### What the task requires
Repeat every one of the items below word for word.

### Provided records

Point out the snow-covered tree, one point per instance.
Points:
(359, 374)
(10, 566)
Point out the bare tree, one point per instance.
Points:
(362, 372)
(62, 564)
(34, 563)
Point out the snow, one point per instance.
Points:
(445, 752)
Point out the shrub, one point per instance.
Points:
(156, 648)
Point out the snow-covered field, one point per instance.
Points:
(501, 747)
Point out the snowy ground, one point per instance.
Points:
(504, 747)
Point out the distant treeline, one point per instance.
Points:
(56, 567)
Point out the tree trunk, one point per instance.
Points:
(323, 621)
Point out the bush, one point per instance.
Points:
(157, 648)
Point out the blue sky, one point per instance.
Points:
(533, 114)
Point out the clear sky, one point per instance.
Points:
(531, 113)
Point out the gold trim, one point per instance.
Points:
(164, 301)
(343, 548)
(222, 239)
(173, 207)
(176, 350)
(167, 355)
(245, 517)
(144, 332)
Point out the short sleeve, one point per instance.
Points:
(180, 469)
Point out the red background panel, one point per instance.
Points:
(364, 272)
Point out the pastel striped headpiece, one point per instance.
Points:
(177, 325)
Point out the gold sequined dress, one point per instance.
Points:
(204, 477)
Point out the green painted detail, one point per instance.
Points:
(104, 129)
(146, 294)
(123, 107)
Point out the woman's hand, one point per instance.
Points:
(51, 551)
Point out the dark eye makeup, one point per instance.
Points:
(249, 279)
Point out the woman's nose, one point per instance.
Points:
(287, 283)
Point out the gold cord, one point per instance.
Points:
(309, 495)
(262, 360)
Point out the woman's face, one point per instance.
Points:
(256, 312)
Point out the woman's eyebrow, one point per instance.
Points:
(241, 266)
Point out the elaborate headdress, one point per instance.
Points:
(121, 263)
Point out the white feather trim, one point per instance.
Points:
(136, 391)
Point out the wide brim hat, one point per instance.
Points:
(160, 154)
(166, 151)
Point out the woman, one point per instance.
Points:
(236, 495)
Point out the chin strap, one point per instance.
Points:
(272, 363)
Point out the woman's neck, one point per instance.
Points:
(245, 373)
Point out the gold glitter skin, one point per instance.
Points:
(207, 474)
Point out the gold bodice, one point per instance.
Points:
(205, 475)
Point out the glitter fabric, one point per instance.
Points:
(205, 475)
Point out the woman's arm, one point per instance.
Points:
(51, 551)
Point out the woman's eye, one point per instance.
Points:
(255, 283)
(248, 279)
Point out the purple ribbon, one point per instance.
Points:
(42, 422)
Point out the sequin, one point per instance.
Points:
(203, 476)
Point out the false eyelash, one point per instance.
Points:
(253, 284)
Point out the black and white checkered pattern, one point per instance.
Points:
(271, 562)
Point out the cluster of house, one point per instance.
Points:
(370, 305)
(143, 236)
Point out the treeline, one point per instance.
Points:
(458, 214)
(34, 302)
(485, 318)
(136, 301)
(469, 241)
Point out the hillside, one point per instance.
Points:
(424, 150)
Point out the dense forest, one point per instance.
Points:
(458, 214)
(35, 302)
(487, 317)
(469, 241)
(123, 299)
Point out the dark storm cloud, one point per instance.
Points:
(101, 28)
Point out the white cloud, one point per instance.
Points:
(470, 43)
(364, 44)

### The completed task
Point out the snow-covered tree, one point per instance.
Points:
(359, 374)
(10, 566)
Point out the bare tree, one point per instance.
Points:
(362, 372)
(62, 564)
(34, 563)
Point out the snow, one point per instance.
Points:
(445, 752)
Point out the shrub, one point per instance.
Points:
(156, 648)
Point out the snow-covered field, one point per instance.
Points:
(501, 747)
Point out the snowy ground, one point per instance.
Points:
(504, 747)
Point out the distant treeline, one point per instance.
Points:
(56, 567)
Point out the tree trunk, one point per instance.
Points:
(323, 621)
Point out the bush, one point per instance.
Points:
(157, 648)
Point out the blue sky, one point per instance.
Points:
(533, 114)
Point out the clear sky, one point per instance.
Points:
(531, 113)
Point out the gold trim, one point per instance.
Points:
(164, 301)
(343, 548)
(222, 239)
(173, 207)
(176, 350)
(167, 355)
(245, 517)
(144, 332)
Point out the short sleeve, one point per instance.
Points:
(180, 469)
Point out the red background panel, one point per instance.
Points:
(364, 272)
Point out the pastel striped headpiece, one point per instance.
Points:
(177, 325)
Point out the gold sequined dress, one point per instance.
Points:
(204, 477)
Point out the green painted detail, one point per instance.
Points:
(104, 129)
(146, 294)
(123, 107)
Point out the woman's hand, one point per instance.
Points:
(51, 551)
Point out the dark eye makeup, one point per instance.
Points:
(249, 279)
Point out the woman's nose, one point per instance.
Points:
(287, 283)
Point out the gold cord, one point per instance.
Points:
(309, 495)
(262, 360)
Point out the woman's face, one point per instance.
Points:
(256, 312)
Point out the woman's eyebrow, one point per instance.
Points:
(241, 266)
Point out the elaborate headdress, one point per instance.
Points:
(121, 263)
Point out the white feather trim, one point per instance.
Points:
(136, 391)
Point out the wide brim hat, one point per instance.
Points:
(160, 154)
(166, 151)
Point out the woman, one point per instance.
Points:
(236, 495)
Point out the chin strap, one point per instance.
Points:
(272, 363)
Point out the woman's neck, one point per instance.
Points:
(245, 373)
Point out the gold glitter skin, one point per instance.
Points:
(207, 474)
Point out the gold bodice, one point per instance.
Points:
(205, 475)
Point out the glitter fabric, one point per instance.
Points:
(205, 475)
Point out the woman's arm, one point per instance.
Points:
(51, 551)
Point out the woman's eye, one point per instance.
Points:
(255, 283)
(248, 279)
Point out the purple ribbon, one point per instance.
Points:
(42, 422)
Point out the sequin, one point per instance.
Points:
(203, 476)
Point out the false eyelash, one point per instance.
Points:
(253, 284)
Point out the black and white checkered pattern, one point per instance.
Points:
(271, 562)
Point out the cluster of house, one point per instance.
Points:
(370, 305)
(143, 236)
Point out the treeline, one point per instance.
Points:
(458, 214)
(34, 302)
(485, 318)
(136, 301)
(469, 241)
Point out the hillside, one point per instance.
Points:
(424, 150)
Point out the dense forest, one point per instance.
Points:
(458, 214)
(35, 302)
(487, 317)
(469, 241)
(123, 299)
Point out the dark storm cloud, one point per instance.
Points:
(101, 28)
Point out the white cloud, one point per instance.
Points:
(470, 43)
(364, 44)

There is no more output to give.